Rewrite the entries below with every "bounding box" changed to "outline" and nothing else altered. Leave the pictures out of your answer.

****

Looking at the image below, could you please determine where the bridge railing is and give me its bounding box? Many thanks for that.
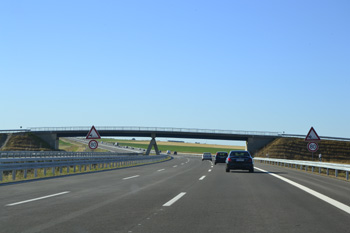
[0,153,170,182]
[0,151,139,158]
[254,157,350,180]
[28,126,281,136]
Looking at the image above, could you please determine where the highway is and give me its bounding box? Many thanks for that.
[0,155,350,233]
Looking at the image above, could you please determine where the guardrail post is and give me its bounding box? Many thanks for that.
[12,170,17,180]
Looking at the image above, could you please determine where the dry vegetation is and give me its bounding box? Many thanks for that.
[1,133,52,151]
[256,138,350,163]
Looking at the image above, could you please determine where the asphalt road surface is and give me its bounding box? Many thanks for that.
[0,155,350,233]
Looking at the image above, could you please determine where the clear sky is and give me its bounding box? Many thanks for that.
[0,0,350,138]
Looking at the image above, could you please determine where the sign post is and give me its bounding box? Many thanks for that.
[305,127,321,160]
[86,126,101,150]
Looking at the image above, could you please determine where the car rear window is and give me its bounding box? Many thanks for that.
[230,152,249,157]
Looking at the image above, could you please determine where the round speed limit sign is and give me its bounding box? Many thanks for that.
[307,142,318,152]
[89,140,98,150]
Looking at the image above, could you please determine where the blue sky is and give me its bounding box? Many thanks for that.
[0,0,350,141]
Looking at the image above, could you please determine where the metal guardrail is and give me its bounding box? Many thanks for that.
[254,157,350,180]
[0,151,139,159]
[0,152,169,181]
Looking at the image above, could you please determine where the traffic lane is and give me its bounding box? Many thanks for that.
[0,155,209,232]
[133,164,350,233]
[0,157,180,206]
[254,163,350,206]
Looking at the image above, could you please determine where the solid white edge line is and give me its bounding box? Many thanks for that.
[123,175,140,180]
[163,192,186,206]
[254,167,350,214]
[6,191,70,206]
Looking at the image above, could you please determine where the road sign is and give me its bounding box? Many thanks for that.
[86,126,101,139]
[305,127,321,142]
[89,140,98,150]
[307,142,318,152]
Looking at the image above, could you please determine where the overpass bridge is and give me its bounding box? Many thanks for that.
[0,126,350,154]
[13,126,283,154]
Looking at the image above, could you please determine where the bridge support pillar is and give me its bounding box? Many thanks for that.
[246,137,276,156]
[146,134,160,155]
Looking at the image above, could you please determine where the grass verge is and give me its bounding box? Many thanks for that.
[0,156,171,184]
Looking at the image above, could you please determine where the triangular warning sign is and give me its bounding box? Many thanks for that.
[305,127,321,141]
[86,126,101,139]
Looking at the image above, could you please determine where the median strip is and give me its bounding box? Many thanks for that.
[6,191,69,206]
[255,167,350,214]
[163,192,186,206]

****

*ANSWER TO THIS PROBLEM*:
Looking at the image below, could you please determine where the bridge railing is and give me its outline? Many thanks for that.
[0,153,170,182]
[0,151,139,158]
[254,157,350,180]
[28,126,281,136]
Looking at the image above, could you please determine where the highway is and give me its outline? Many thanks for that.
[0,155,350,233]
Looking at the image above, could you please determine where the guardrail post is and give me its outline? Many thanks for that.
[12,170,17,180]
Looking at the image above, could you please determine where the dry vegetation is and give me its outline? Many thanks for that.
[1,133,52,151]
[256,138,350,163]
Looking at the image above, could you please determine where the asphalt road surface is and give me its outline? Many thanks for that.
[0,155,350,233]
Looking at the image above, could you please determine where the clear sky is and give me its outline? Many thanks for that.
[0,0,350,138]
Looking at the image above, could you please determine where the sign post is and give me its outline? Many thanks for that.
[305,127,321,160]
[86,126,101,150]
Looking at the image above, could you please determine where the car rear window is and give me its outline? Many thanks for that.
[230,152,249,157]
Looking at the image above, could you please determine where the round speed limit sign is and give me its outline? Many thanks for that.
[307,142,318,152]
[89,140,98,150]
Looking at the image above, could you please determine where the blue sky is and give me its outline? Many thanks for that.
[0,0,350,141]
Looking at the image above, could you please determine where the metal guardrail is and give me its outline? Many thanks for that.
[254,157,350,180]
[0,151,139,159]
[0,152,169,181]
Looking at the image above, could you please determine where the traffic lane is and give me its outline? Many thanks for that.
[0,155,209,232]
[133,164,350,233]
[0,157,180,206]
[254,163,350,206]
Looking at the image above, could you please determine where the solid white edge line is and give me its outline? Many thanks for that.
[123,175,140,180]
[163,192,186,206]
[254,167,350,214]
[6,191,70,206]
Looking at the image above, could you please determine where the road sign is and give me its outline? Many thanks for that.
[86,126,101,139]
[305,127,321,142]
[89,140,98,150]
[307,142,318,152]
Looking at the image above, could you please determine where the overpass bridge is and give me its outline? Many thanks for that.
[0,126,350,154]
[13,126,283,154]
Looking at the image above, could you please determine where the bridge support pillar is and give me its outline? Many thanks for that.
[246,137,276,156]
[146,134,160,155]
Looking at the image above, could you please determine where the grass verge is and give me its outline? Many thanks for that.
[0,156,171,184]
Looking at the image above, could you please determine where the triangular warning sign is and give me its outline? Many thanks for that.
[305,127,321,141]
[86,126,101,139]
Looking at the image above, could you please determine where the median strip is and give me its outline? Many thanks for that.
[6,191,69,206]
[255,167,350,214]
[163,192,186,206]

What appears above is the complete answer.